TASK OBJECTIVE: Repeat word for word the lines from the very beginning through the one containing "Trace every instance of the **sun**", inclusive, leaving out any pictures.

ENTRIES SUPPLIED:
━━━━━━━━━━━━━━━━

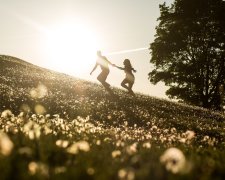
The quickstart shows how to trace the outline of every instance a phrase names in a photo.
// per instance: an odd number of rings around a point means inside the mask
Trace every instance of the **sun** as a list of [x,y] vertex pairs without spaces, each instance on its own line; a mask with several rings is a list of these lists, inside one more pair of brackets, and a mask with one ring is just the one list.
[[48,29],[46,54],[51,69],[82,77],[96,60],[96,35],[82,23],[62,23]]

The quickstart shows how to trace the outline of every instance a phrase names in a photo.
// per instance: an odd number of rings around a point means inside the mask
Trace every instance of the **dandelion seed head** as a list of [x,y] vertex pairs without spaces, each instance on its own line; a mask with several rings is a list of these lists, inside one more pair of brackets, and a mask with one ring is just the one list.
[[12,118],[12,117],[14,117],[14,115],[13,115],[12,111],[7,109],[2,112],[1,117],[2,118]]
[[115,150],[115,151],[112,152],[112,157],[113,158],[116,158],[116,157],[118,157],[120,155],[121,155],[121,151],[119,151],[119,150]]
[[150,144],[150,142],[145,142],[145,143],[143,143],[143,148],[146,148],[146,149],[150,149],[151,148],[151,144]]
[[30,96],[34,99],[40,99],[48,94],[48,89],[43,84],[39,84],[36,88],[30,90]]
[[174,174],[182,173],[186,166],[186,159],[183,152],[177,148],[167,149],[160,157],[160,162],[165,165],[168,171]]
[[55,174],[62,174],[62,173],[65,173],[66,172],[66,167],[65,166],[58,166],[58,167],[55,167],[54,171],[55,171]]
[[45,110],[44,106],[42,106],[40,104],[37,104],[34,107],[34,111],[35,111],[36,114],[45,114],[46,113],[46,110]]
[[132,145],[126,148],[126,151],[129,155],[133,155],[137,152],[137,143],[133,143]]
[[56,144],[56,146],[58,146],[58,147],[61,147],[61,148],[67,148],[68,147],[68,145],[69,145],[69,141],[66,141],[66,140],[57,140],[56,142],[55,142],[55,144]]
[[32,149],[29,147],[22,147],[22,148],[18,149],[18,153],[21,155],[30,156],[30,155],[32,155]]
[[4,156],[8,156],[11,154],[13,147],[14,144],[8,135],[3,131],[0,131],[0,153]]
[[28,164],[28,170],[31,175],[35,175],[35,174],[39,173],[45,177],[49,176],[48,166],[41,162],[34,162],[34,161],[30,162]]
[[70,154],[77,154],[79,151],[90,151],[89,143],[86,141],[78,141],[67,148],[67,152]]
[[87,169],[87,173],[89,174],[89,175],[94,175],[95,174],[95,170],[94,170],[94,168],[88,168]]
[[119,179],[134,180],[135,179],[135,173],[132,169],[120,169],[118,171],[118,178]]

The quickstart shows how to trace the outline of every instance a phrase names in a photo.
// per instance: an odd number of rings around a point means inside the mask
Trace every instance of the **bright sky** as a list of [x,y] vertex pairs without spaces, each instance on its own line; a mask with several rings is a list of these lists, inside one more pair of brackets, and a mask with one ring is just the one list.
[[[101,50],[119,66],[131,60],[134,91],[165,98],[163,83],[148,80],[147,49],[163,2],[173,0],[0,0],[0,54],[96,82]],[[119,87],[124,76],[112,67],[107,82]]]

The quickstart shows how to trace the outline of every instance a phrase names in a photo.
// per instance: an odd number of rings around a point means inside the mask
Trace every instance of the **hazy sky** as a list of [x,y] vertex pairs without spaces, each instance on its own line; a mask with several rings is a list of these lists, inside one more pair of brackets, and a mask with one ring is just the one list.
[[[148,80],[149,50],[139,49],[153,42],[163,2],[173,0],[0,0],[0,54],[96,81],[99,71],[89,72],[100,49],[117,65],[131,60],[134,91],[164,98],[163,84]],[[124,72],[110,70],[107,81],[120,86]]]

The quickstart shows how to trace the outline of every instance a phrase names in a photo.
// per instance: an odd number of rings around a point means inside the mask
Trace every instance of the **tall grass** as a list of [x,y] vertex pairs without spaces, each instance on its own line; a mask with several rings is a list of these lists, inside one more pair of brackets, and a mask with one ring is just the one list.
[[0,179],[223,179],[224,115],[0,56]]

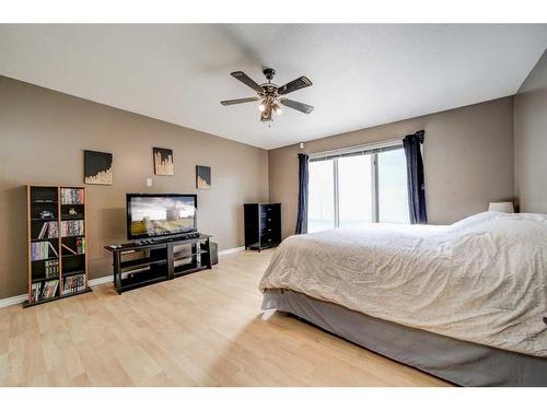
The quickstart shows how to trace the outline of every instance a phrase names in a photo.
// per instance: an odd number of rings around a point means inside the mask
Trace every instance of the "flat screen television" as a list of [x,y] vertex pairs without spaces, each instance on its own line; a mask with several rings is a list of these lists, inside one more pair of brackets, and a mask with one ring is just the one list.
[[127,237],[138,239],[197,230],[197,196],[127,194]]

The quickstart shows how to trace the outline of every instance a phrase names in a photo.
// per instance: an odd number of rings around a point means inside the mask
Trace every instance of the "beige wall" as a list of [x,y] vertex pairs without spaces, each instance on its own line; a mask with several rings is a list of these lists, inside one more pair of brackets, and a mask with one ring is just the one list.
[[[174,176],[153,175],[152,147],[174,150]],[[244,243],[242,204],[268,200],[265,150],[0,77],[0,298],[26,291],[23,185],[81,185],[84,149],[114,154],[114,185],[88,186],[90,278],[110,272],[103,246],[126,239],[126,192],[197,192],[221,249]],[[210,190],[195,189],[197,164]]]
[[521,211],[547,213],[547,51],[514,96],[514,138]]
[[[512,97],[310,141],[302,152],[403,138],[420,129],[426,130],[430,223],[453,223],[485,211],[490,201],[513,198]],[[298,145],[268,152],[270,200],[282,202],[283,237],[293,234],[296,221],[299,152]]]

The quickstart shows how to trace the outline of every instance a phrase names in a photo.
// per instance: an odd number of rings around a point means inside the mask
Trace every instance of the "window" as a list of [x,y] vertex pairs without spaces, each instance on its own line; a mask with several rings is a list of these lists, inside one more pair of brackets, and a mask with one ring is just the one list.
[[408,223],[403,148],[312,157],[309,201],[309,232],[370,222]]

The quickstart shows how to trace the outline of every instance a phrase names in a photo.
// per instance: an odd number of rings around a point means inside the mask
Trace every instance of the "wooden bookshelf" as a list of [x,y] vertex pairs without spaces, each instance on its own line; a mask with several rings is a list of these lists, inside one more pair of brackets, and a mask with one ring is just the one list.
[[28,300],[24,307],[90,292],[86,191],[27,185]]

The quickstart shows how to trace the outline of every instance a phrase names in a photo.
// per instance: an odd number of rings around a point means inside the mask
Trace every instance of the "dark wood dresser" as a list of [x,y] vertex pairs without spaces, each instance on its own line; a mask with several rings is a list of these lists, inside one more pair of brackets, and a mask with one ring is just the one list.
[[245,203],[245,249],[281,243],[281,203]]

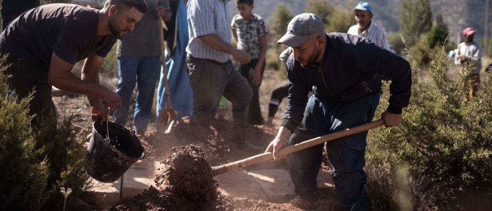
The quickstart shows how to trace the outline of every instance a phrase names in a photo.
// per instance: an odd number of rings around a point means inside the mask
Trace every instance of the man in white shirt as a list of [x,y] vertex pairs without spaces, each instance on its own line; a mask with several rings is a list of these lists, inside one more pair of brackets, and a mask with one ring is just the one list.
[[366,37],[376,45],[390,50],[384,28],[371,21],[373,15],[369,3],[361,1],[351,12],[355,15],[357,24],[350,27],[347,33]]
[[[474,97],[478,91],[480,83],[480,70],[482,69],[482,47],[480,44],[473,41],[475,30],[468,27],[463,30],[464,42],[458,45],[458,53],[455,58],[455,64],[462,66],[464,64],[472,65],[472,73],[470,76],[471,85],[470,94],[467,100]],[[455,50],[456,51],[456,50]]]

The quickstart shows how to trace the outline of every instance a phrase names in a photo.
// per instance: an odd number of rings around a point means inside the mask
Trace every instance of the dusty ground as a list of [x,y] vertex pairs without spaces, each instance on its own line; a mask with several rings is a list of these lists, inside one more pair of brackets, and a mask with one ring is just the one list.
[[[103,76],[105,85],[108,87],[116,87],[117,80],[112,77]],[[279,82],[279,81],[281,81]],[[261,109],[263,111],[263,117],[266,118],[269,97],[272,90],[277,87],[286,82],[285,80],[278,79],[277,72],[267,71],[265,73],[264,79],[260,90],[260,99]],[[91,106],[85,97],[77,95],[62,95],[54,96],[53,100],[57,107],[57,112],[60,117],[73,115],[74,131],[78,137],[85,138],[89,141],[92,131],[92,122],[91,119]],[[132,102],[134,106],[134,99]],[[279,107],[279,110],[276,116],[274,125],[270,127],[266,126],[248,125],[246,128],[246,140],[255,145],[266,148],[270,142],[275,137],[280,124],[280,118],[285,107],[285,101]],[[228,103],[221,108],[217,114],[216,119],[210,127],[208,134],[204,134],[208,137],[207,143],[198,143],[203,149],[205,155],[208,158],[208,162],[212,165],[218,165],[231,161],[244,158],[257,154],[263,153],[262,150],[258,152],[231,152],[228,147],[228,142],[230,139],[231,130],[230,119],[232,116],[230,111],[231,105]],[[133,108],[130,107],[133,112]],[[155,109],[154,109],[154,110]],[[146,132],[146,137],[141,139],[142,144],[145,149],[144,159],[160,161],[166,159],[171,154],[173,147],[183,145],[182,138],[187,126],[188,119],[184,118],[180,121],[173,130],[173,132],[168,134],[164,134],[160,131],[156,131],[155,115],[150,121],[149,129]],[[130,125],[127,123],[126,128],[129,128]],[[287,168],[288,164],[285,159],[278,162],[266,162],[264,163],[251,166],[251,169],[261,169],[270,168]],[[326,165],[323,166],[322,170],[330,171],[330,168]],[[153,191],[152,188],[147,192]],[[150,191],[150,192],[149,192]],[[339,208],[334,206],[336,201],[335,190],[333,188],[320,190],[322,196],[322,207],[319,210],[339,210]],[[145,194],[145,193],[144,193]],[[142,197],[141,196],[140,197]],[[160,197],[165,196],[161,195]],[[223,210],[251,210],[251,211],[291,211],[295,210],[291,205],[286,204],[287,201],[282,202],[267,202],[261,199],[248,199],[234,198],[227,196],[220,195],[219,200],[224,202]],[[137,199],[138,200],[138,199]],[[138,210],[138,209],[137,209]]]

━━━━━━━━━━━━━━━━

ANSWER TO THE TASK:
The quickstart shows how to trace the outline of every instance a phrase names in a photo.
// per instance: an odd number of rings around a point means inside the mask
Trace every instance of the **sun** as a list of [x,y] vertex pairs without spaces, each instance on its own line; a mask with several rings is a list of these lists, inside one more pair of brackets, and a mask with one ring is just the one list.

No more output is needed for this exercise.